:: Work item ::
From the entries below, pull out each line where "basket" appears.

:: Extracted information ::
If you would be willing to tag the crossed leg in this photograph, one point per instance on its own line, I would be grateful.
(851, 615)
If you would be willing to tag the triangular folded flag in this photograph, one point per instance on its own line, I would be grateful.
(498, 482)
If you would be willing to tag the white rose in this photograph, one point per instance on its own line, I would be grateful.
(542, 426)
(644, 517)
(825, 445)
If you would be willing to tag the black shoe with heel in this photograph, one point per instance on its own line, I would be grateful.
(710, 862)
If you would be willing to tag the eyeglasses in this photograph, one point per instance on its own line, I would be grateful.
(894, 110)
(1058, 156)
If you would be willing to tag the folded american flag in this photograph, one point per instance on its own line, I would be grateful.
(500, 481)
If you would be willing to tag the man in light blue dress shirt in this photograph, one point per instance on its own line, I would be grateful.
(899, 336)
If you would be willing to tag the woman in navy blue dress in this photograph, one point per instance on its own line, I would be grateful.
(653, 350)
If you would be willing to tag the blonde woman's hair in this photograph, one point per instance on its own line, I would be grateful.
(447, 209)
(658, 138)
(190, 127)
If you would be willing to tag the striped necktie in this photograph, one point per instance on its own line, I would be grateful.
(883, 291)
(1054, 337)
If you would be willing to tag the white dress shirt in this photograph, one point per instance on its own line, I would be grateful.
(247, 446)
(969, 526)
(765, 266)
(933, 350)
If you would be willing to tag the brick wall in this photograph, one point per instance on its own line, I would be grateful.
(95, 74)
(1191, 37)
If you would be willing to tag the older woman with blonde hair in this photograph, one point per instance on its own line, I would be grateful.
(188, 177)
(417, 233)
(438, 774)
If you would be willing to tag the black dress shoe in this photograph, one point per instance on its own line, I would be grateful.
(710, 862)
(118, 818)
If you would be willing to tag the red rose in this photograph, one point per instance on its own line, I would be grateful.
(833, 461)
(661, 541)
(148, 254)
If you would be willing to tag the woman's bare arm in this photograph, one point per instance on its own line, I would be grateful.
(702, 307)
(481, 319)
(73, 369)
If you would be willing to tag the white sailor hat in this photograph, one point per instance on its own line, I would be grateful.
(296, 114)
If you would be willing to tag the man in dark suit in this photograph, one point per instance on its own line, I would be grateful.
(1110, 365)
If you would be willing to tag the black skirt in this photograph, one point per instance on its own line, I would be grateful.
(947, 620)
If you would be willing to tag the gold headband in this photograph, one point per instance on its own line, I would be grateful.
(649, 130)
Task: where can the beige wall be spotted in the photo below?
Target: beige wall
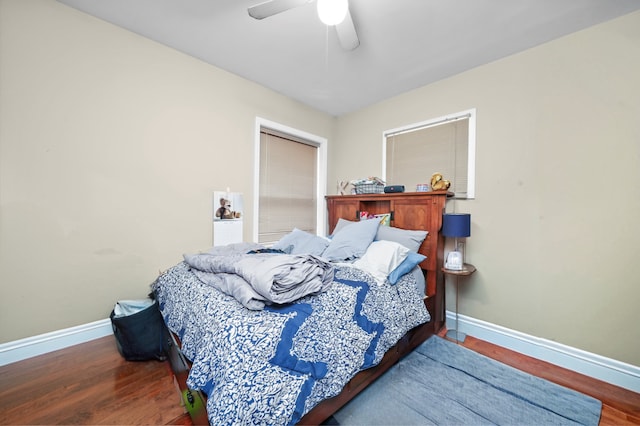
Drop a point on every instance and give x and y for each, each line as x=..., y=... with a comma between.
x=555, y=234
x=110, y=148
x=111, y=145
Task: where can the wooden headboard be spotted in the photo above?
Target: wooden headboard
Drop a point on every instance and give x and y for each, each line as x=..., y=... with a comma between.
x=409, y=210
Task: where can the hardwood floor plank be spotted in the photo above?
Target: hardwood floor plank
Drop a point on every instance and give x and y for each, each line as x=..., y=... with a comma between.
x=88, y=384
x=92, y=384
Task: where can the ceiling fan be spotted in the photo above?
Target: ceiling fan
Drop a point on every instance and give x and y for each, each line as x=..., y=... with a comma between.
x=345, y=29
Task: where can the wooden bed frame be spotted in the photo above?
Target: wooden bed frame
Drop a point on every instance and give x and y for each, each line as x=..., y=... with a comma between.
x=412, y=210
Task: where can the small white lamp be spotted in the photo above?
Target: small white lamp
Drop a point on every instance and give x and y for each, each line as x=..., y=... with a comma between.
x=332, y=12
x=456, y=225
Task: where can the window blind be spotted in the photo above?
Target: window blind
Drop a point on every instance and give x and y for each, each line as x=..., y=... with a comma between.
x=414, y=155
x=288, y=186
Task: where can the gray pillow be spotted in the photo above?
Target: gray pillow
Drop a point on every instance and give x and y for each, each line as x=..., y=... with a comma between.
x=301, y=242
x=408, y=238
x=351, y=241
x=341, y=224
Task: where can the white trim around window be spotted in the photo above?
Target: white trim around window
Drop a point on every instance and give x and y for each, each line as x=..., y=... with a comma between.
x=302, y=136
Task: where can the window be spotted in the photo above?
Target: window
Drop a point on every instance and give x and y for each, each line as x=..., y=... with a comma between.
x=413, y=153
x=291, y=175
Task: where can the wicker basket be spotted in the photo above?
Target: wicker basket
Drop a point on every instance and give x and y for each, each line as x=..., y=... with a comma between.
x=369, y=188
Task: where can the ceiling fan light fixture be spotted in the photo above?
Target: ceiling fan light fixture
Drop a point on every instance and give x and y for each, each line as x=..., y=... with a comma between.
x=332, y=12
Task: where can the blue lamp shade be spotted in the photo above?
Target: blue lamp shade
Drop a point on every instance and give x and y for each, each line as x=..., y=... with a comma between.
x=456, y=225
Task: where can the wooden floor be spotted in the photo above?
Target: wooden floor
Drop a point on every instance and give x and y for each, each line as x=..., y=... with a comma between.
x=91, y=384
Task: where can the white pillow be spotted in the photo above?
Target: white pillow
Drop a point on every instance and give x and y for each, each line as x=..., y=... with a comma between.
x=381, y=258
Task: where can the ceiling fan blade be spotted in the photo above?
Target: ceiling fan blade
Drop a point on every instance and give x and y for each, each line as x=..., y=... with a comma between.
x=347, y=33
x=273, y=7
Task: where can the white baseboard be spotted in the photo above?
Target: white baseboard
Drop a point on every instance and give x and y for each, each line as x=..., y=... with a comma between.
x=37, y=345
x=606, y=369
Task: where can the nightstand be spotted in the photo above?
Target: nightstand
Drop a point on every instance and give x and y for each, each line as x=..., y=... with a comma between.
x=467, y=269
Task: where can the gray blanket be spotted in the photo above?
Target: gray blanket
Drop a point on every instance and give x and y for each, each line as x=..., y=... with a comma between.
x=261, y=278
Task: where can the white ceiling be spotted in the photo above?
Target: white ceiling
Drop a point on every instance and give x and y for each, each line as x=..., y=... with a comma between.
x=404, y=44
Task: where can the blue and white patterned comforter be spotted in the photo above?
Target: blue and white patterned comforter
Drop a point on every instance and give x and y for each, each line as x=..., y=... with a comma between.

:: Result ::
Task: where can the wicker basket be spotted in the photo above?
Target: wicker basket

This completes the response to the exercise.